▶ [REQUIREMENTS]:
A - Reproduce verbatim the portion of the Tony Jannus Award text starting at "Past recipients of" and ending at "regularly scheduled airline.".
B - According to the text on the Tony Jannus Award, in what city and year was the award first bestowed?
C - Write the next part of the text on the Tony Jannus Award, picking up after its final sentence.

▶ [TEXT EXCERPT]:
==================================================
The Tony Jannus Award recognizes outstanding individual achievement in scheduled commercial aviation by airline executives, inventors and manufacturers, and government leaders. The award is conferred annually by the Tony Jannus Distinguished Aviation Society and was first bestowed in 1964 in Tampa, Florida, U.S. Its namesake, aviation pioneer Tony Jannus (1889–October 12, 1916), piloted the inaugural flight of the St. Petersburg–Tampa Airboat Line on January 1, 1914, the first scheduled commercial airline flight in the world using heavier-than-air aircraft. In addition to preserving the legacy of Tony Jannus, the non-profit Society also offers financial assistance to college students pursuing studies in aviation and conducts an annual essay contest for high school students to encourage careers in aviation.

Past recipients of the award include such famed luminaries as  Eddie Rickenbacker, Donald Douglas, Jimmy Doolittle, C. R. Smith (the founder of American Airlines), William A. Patterson (president of United Airlines 1934–1966), and Chuck Yeager. Those so honored are enshrined at the St. Petersburg Museum of History's First Airline Pavilion. The Museum, located   from the site of the inaugural flight's takeoff on January 1, 1914, also has an operational replica of the Benoist XIV airplane flown by Jannus that day. On January 29, 2011, the American Institute of Aeronautics and Astronautics dedicated an historic site plaque on the museum's grounds, commemorating the site of the world’s first regularly scheduled airline.
==================================================
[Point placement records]

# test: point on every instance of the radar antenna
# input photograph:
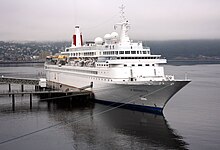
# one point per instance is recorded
(122, 13)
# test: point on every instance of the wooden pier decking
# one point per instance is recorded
(55, 90)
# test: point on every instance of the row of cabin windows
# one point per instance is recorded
(102, 64)
(125, 65)
(138, 57)
(74, 70)
(109, 53)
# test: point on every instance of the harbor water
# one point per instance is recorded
(190, 118)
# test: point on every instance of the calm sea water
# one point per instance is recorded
(191, 118)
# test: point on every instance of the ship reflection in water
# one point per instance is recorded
(94, 127)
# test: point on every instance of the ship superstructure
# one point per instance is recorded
(120, 70)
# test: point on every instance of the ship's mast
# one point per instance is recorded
(124, 38)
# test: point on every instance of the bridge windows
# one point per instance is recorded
(127, 52)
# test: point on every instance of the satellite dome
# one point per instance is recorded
(114, 35)
(98, 40)
(107, 37)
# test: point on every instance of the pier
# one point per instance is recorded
(52, 91)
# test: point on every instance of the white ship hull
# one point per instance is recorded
(145, 96)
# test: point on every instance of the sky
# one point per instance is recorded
(54, 20)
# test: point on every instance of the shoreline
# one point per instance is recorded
(20, 62)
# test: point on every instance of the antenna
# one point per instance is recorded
(122, 13)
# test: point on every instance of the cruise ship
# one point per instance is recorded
(117, 70)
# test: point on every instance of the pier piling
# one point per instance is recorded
(9, 89)
(13, 102)
(30, 101)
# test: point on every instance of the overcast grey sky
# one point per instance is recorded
(150, 19)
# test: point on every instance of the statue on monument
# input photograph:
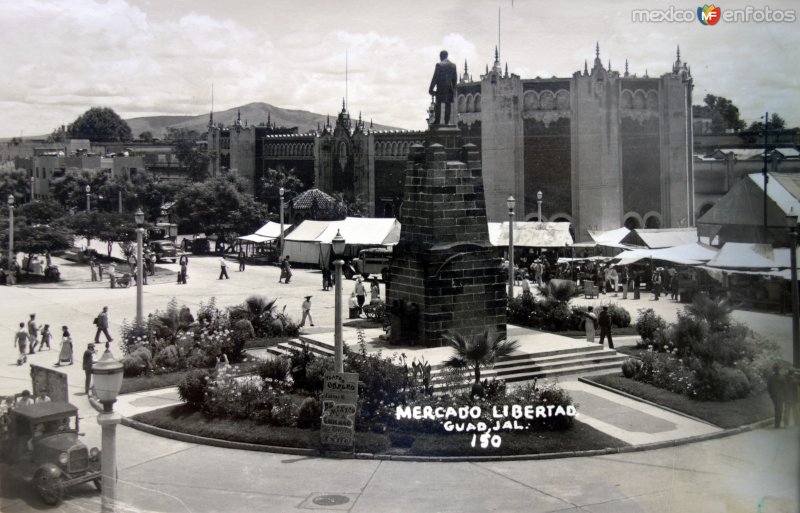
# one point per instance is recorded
(443, 87)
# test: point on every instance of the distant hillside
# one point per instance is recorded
(252, 113)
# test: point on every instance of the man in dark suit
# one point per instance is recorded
(444, 81)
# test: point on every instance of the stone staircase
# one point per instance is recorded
(316, 347)
(522, 366)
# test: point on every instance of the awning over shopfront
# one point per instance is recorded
(531, 234)
(686, 254)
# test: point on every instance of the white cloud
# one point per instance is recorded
(151, 57)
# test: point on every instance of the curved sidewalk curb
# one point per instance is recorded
(226, 444)
(607, 388)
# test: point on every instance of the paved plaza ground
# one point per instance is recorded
(752, 471)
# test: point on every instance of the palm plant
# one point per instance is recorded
(477, 352)
(259, 310)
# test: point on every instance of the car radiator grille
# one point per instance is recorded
(78, 459)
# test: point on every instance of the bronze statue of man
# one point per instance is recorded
(444, 81)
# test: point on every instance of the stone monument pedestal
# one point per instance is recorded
(445, 277)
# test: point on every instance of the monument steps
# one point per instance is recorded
(551, 362)
(295, 346)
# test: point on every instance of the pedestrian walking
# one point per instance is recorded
(182, 274)
(374, 292)
(657, 283)
(21, 341)
(65, 355)
(33, 332)
(88, 364)
(352, 305)
(625, 278)
(590, 324)
(286, 270)
(776, 390)
(361, 294)
(47, 337)
(326, 278)
(101, 321)
(223, 268)
(790, 406)
(306, 312)
(604, 320)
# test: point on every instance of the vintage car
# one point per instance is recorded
(164, 249)
(42, 442)
(371, 261)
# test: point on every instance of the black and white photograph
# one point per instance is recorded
(378, 256)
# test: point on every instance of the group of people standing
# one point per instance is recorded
(28, 338)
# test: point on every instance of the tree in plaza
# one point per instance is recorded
(208, 206)
(111, 227)
(69, 189)
(723, 113)
(15, 182)
(100, 124)
(477, 352)
(39, 238)
(776, 122)
(41, 212)
(268, 186)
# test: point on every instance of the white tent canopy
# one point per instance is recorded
(686, 254)
(310, 242)
(740, 255)
(531, 234)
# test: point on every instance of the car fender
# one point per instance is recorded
(50, 469)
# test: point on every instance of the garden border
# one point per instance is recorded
(227, 444)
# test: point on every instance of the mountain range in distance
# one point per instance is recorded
(252, 114)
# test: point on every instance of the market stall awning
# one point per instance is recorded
(531, 234)
(660, 238)
(742, 255)
(686, 254)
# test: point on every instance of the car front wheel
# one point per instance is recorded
(49, 488)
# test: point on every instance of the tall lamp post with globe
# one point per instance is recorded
(139, 218)
(10, 277)
(281, 191)
(338, 244)
(791, 221)
(107, 376)
(510, 204)
(539, 205)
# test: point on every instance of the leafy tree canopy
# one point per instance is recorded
(41, 212)
(723, 113)
(69, 189)
(100, 124)
(776, 122)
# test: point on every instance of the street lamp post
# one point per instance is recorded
(139, 217)
(281, 191)
(791, 220)
(338, 245)
(107, 375)
(539, 204)
(510, 203)
(9, 279)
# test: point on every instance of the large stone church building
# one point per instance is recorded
(605, 148)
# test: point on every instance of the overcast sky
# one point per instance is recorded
(148, 57)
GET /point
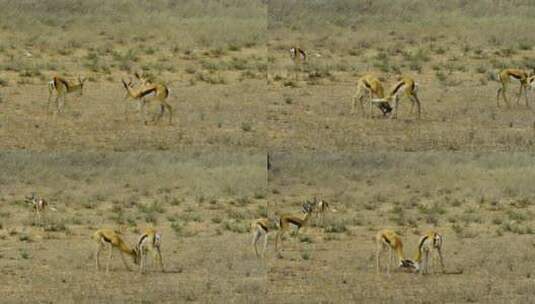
==================================================
▶ [RESULTS]:
A -
Past recipients of the award include such famed luminaries as  Eddie Rickenbacker, Donald Douglas, Jimmy Doolittle, C. R. Smith (the founder of American Airlines), William A. Patterson (president of United Airlines 1934–1966), and Chuck Yeager. Those so honored are enshrined at the St. Petersburg Museum of History's First Airline Pavilion. The Museum, located   from the site of the inaugural flight's takeoff on January 1, 1914, also has an operational replica of the Benoist XIV airplane flown by Jannus that day. On January 29, 2011, the American Institute of Aeronautics and Astronautics dedicated an historic site plaque on the museum's grounds, commemorating the site of the world’s first regularly scheduled airline.

B - It was first bestowed in Tampa, Florida, in 1964.

C -
History

Tony Jannus was an early American pilot whose aerial exploits were widely publicized in aviation's pre-World War I period. He flew the first airplane from which a parachute jump was made, in 1912. Jannus was also the first airline pilot, having pioneered the inaugural flight of the St. Petersburg–Tampa Airboat Line on January 1, 1914, the first scheduled commercial airline flight in the world using heavier-than-air aircraft. Departing from a location near the downtown St. Petersburg Municipal Pier on Second Avenue North, Jannus piloted the twenty-three-minute inaugural flight of the pioneer airline's Benoist XIV flying boat biplane. A crowd of 3,000 gathered at the pier to watch the history-making takeoff at 10 a.m. and were told by organizer Percival Fansler that "What was impossible yesterday is an accomplishment today, while tomorrow heralds the unbelieveable" .  

Occurring just ten years after Wilbur and Orville Wright's historic first airplane flight, the new St. Petersburg–Tampa Airboat Line began providing two daily round trips across Tampa Bay, departing St. Petersburg at 10 a.m. and 2 p.m., with return flights from Tampa departing at 11 a.m. and 3 p.m. At a fare of five dollars, it was the first time tickets were sold to the general public for point-to-point commercial air travel on a scheduled basis.

Fifty years later, in 1963, James Hamlett and the Greater Tampa Chamber of Commerce created the Tony Jannus Award to recognize the "Man who has done the most to advance the airline industry" and to celebrate the Tampa Bay area's historic role in the development of commercial aviation. The following March 1964, Senator A. S. Mike Monroney was named the first Tony Jannus Award recipient for his work as chairman of the U.S. Senate's Aviation Subcommittee and as chief proponent of the Federal Aviation Act of 1958 that created the Federal Aviation Administration. In the 1970s, the St. Petersburg Chamber of Commerce joined with the Tampa chamber to co-sponsor the award. The joint effort by the two chambers of commerce eventually evolved into the Tony Jannus Distinguished Aviation Society, a non-profit organization which now confers the award.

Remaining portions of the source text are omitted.